Given exercise 1. In the forum thread about K9data, copy the passage from "In the future, you" to "verify that information." word for word.
Given exercise 2. In the K9data forum thread, what hip and elbow results did Ljilly28's 11-month-old dog receive on his prelims?

Text section.
##############################
# Information posted in K9data



## BlazenGR (Jan 12, 2012)

In the future, you are going to start seeing a lot fewer entries in K9data in the future that are not verifiable in the OFA database _IF_ the dog has produced offspring. Frankly, I am tired of dealing with them, and the database owner never intended for K9data to be the "source" repository for that information. So at least for the "Big 4", if it isn't in OFA.org, that information is going to start being removed from K9data as we come across it. For Canadian dogs that should have had hips and elbows done after OVC quit, the same will apply. We understand that the GRCC Code of Ethics does not require that breeders to wait until 24 months, but if the information isn't in OFA, we have no way to verify that information.


----------



## puddles everywhere (May 13, 2016)

I'm a little new to all this and not sure I'm following what you are saying. If info. is on OFA, it will no longer be linked to k9data unless there is offspring?
And GRCC Coe does not require breeders to wait until 24 months for hip & elbow? Or is it prelims will not be linked to k9data?

Sorry to sound so dense but confused.


----------



## Ljilly28 (Jan 22, 2008)

For example, I did prelims on my 11 month old bc he had a soft tiissue injury of the shoulder, and I wanted to take a peak to verify the vet was correct and no elbow issue. I sent them to OFA on the "might as well" policy. He had Hips Good, Elbows normal, but OFA wont post at that age. I dont think I bothered to put it on k9data, but if I did,,that would be a good example of what is driving you nuts? (lol!). Checking now! Checked- nope never put it up, so just eye clearance that IS linked to OFA.


----------



## puddles everywhere (May 13, 2016)

So verifiable data will continue to be linked to OFA, got it. But other stuff like cause of death will remain.... ahhhh, got it. This should make it easier for people to research, if it's not on OFA it won't have a false entry on k9data. That's a good thing but lots of clean up. 

Thank you, I was lost!


----------



## BlazenGR (Jan 12, 2012)
##############################
Collected material.
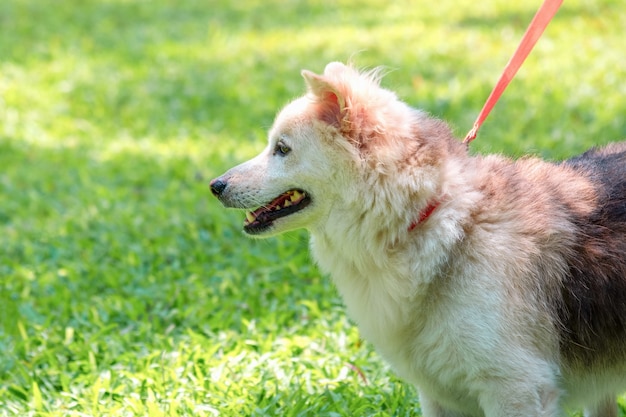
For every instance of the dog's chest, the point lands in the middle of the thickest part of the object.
(427, 343)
##############################
Written reply 1.
In the future, you are going to start seeing a lot fewer entries in K9data in the future that are not verifiable in the OFA database _IF_ the dog has produced offspring. Frankly, I am tired of dealing with them, and the database owner never intended for K9data to be the "source" repository for that information. So at least for the "Big 4", if it isn't in OFA.org, that information is going to start being removed from K9data as we come across it. For Canadian dogs that should have had hips and elbows done after OVC quit, the same will apply. We understand that the GRCC Code of Ethics does not require that breeders to wait until 24 months, but if the information isn't in OFA, we have no way to verify that information.

Written reply 2. Hips Good and Elbows normal.